# Extract:

=======

Cure your pain: Find your team!

To ‘cure’ your pain you will need to actively seek a health care team dedicated to achieving your goals.  Although our practice is only one example, you will want to seek providers that take a multidimensional approach.  Ideally you will have a healthcare provider who can manage any approach medication options needed.  Find a provider that doesn’t treat you like cattle.  Find  a provider that takes the time to know their patients and not someone who kicks you out the door after 10 minutes.  Avoid the ‘pill mill’ clinics!  If you suffer with underlying anxiety and depression, which is almost every patient, you will want to also work with a pain psychologist or psychiatrist to help with coping skills.

Some alternative add-ons that we recommend would involve joining a pain support group, either one specifically for your pain condition or one for chronic pain.  Having a support group to vent at, share ideas, share victories or frustrations is a critical component.  I like to call it the “Oprah  effect” as Oprah has done wonders with addressing issues and bringing them into the viewer’s living room.  So can these support groups be your “Oprah effect”.

As you become a more active participant, we then encourage our patients to actively seek an exercise instructor with experience in pain patients.  Yoga, Tai Chi, Pilates, aquatic Therapy are all wonderful examples of improving strength and flexibility while decreasing pain.

The goal is finding the right members to fill out your pain fighting team!

Cure for your pain: Friendship

An often overlooked part of any patient’s find for a ‘cure’ is a friend to offer support.  A friend, or some form of a supportive social network, is key to any recovery.  This can range from a family member, understanding neighbor, friend or online support group.

=======

(Stored items)
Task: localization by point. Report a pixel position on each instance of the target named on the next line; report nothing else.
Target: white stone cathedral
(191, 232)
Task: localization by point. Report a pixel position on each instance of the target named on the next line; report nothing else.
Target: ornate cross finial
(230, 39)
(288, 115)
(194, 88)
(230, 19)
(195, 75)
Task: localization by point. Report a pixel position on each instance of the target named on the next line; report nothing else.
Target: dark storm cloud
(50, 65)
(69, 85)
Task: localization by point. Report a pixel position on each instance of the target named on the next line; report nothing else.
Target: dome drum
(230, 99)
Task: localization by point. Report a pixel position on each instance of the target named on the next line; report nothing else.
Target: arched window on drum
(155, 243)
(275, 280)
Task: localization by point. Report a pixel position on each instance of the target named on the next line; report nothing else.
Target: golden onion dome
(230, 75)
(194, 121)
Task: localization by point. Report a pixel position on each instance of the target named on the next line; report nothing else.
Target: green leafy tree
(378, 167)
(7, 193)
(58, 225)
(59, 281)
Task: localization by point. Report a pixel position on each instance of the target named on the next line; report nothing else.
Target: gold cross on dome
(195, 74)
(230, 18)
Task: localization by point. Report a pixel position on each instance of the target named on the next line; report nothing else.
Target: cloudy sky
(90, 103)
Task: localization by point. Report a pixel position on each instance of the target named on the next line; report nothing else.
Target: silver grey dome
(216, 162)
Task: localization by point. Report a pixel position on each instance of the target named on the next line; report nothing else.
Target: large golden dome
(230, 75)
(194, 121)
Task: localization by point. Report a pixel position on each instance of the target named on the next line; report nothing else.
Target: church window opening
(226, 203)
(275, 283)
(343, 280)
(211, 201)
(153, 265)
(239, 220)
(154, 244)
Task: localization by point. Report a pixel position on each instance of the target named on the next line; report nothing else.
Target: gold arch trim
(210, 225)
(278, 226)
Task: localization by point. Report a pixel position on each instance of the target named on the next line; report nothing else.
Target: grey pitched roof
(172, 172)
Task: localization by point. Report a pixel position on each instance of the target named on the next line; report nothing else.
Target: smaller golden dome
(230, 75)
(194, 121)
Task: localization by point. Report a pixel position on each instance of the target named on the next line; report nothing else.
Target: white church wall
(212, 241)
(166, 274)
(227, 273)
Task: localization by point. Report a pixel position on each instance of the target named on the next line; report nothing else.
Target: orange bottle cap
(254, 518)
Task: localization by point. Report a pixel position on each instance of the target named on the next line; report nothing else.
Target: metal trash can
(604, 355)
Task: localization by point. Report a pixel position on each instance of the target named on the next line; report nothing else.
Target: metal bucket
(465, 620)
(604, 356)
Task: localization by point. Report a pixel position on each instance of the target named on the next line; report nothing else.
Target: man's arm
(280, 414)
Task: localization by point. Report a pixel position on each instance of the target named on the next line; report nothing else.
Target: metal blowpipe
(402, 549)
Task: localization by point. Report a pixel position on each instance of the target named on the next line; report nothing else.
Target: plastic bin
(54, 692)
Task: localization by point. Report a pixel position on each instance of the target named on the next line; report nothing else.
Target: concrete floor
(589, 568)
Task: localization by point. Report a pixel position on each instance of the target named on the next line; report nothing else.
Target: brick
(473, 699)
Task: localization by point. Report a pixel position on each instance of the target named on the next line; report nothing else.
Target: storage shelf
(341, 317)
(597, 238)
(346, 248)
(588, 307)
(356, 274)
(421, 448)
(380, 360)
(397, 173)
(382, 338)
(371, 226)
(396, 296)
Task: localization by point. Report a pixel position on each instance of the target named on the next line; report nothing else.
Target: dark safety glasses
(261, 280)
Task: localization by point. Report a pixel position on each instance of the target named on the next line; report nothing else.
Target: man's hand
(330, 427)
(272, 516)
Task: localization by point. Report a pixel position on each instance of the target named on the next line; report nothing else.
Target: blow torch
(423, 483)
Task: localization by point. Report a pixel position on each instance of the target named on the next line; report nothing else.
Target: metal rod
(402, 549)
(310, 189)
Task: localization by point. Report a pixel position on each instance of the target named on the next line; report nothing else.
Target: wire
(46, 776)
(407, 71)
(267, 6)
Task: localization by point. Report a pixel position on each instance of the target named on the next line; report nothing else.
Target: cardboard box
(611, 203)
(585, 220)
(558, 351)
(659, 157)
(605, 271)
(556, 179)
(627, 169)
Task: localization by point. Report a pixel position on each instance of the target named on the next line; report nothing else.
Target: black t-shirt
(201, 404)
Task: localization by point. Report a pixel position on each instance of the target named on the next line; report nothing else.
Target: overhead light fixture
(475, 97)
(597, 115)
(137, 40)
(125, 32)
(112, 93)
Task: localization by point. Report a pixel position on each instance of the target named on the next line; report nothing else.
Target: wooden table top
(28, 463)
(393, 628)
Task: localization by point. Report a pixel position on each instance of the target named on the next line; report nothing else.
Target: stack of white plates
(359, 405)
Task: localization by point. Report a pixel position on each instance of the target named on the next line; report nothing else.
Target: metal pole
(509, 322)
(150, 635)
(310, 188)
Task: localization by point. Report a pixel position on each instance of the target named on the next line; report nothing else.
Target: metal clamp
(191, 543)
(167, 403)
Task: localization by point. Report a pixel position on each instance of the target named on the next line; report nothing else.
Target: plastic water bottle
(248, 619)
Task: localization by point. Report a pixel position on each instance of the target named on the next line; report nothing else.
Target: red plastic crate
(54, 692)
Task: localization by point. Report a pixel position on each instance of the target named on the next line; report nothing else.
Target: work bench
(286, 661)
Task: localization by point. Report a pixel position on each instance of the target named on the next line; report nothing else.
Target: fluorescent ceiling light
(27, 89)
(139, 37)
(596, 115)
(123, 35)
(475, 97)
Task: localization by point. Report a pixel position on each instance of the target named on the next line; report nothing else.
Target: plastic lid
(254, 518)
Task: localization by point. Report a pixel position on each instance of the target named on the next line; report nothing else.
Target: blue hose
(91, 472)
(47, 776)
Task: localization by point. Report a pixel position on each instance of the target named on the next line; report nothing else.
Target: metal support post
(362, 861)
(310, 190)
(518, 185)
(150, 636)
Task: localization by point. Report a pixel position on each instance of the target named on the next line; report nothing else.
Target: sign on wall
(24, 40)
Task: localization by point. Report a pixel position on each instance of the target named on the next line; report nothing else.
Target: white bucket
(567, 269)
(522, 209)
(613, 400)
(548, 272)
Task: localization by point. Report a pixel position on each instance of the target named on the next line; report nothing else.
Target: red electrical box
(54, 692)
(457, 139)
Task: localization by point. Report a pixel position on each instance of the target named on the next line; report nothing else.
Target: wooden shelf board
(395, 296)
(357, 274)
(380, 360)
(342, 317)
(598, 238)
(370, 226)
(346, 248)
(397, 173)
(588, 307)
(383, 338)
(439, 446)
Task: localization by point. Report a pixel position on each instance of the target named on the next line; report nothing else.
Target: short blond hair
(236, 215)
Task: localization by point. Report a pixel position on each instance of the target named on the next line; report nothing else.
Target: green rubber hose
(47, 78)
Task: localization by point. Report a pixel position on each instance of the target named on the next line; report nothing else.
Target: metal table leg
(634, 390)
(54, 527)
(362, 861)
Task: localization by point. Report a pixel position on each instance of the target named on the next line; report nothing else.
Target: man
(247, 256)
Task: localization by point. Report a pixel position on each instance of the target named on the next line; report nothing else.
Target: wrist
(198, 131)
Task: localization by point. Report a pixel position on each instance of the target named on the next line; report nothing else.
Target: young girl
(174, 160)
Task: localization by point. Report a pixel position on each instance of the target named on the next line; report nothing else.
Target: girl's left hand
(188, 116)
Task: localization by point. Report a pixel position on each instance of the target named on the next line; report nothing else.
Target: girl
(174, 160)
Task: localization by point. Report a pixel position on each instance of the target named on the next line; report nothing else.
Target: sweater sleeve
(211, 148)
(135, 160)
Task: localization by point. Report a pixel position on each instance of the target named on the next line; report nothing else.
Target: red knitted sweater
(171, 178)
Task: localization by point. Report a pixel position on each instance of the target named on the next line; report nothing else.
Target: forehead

=======

# Tasks for this exercise:
1) Transcribe the passage of the article on curing pain between "As you become" and "pain fighting team!", inclusive.
2) Answer these questions about the article on curing pain:
(a) What name does the writer give to the benefit of pain support groups?
(b) Which forms of exercise are listed as ways to improve strength and flexibility while decreasing pain?
(c) What range of people or groups can make up a supportive social network?
3) Resume the article on curing pain from the point where it stops.

# Answers to this exercise:
1)
As you become a more active participant, we then encourage our patients to actively seek an exercise instructor with experience in pain patients.  Yoga, Tai Chi, Pilates, aquatic Therapy are all wonderful examples of improving strength and flexibility while decreasing pain.

The goal is finding the right members to fill out your pain fighting team!

2)
(a) The "Oprah effect."
(b) Yoga, Tai Chi, Pilates, and aquatic therapy.
(c) A family member, an understanding neighbor, a friend, or an online support group.

3)
It’s seems that for some of our pain patients we act as much a counselor rather than a traditional medical provider.  Sometimes patients just simply need someone to vent their frustrations and aggravations to, someon who will take the time to listen and empathize with their situation.  For some of our patients, a trip to the office is the highlight of their social calendar for the month.

We encourage all patients to find someone who they can spend quality time with in a supportive and caring manner.  This social bond has an psychological impact on a patient’s recovery.  Having social support helps to motivate patients to be more active and involved.  For some patients, their social network is severely limited due to their disability or lack of proximity to family and friends.  Even patients with severe isolation issues can find some form of social network.  We encourage home bound patients to join an online therapy or support group that is tailored to patients with their similar condition.  This can be an effective tool to use as a sounding board for advice or support.  Of course, always discuss any information gathered on theses message boards with your local provider before implementing.

Find a friend who will listen and get involved.

‘Cure’ for your pain: Laughter

A very successful and overlooked tool in the treatment and eventual ‘cure’ of your pain is laughter.  Laughter holds many known benefits for the body from a both psychological and physiological perspective.

Laughter is known to lower blood pressure and reduce stress hormone levels.  Laughter, the actual act of laughing, can also improve cardiac health.  Laughter is known to improve immune function which is a vital factor in your recovery.  Laughing also triggers the release of endorphins which are your body’s natural pain killers.  Laughing also improves a patient’s general well being.  Laughter improves circulation and smooth muscle relaxation, of vital importance to patient’s suffering from chronic muscular pain conditions and ailments.

Beyond these physical responses to laughter, we have found that patients who regularly incorporate laughter have an improved outlook to their pain.  Patient’s who have the insight to laugh at their circumstances have improved quality of life and improved overall function.  The old theory of the glass half full really does seem to apply to pain patients and helps to set realistic expectations.

So find a few moments every day to add some laughter back into your life.